------ Given entries

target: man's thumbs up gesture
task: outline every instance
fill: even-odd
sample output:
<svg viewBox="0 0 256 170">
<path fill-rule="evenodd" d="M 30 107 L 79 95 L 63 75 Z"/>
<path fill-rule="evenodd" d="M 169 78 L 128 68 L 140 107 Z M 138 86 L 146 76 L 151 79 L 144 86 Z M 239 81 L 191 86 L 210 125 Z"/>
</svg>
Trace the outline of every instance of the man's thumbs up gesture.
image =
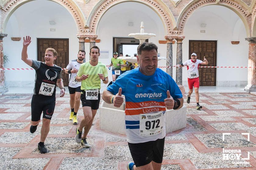
<svg viewBox="0 0 256 170">
<path fill-rule="evenodd" d="M 123 97 L 122 97 L 122 88 L 120 87 L 118 93 L 114 97 L 113 103 L 114 106 L 117 107 L 120 107 L 123 103 Z"/>
<path fill-rule="evenodd" d="M 167 98 L 164 100 L 165 104 L 167 109 L 172 109 L 174 106 L 174 100 L 170 94 L 170 92 L 169 90 L 167 90 L 166 94 Z"/>
</svg>

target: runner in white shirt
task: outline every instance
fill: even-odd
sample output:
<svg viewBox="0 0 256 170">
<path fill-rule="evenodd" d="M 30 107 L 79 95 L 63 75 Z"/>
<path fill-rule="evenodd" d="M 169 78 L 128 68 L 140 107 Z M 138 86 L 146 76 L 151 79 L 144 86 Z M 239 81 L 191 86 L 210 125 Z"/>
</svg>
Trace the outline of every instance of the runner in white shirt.
<svg viewBox="0 0 256 170">
<path fill-rule="evenodd" d="M 80 50 L 77 54 L 77 59 L 71 60 L 65 70 L 65 73 L 70 74 L 68 87 L 71 109 L 69 119 L 73 120 L 74 124 L 77 124 L 76 114 L 80 106 L 81 92 L 81 82 L 77 81 L 76 77 L 81 64 L 85 62 L 84 60 L 85 56 L 85 52 L 82 50 Z"/>
<path fill-rule="evenodd" d="M 197 106 L 196 109 L 198 110 L 202 108 L 202 106 L 199 104 L 199 74 L 198 68 L 200 64 L 208 64 L 208 62 L 205 57 L 204 57 L 203 61 L 200 59 L 197 59 L 197 54 L 193 53 L 191 54 L 191 59 L 189 59 L 181 64 L 178 64 L 176 66 L 178 68 L 187 66 L 187 82 L 189 91 L 187 96 L 187 103 L 190 103 L 190 96 L 193 93 L 193 86 L 195 88 L 196 94 L 196 100 Z"/>
</svg>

------------

▶ [Task goal]:
Count the lines of the entries that contain the string "white", matching case exactly. Give only the number.

▶ [Reply to the task]:
2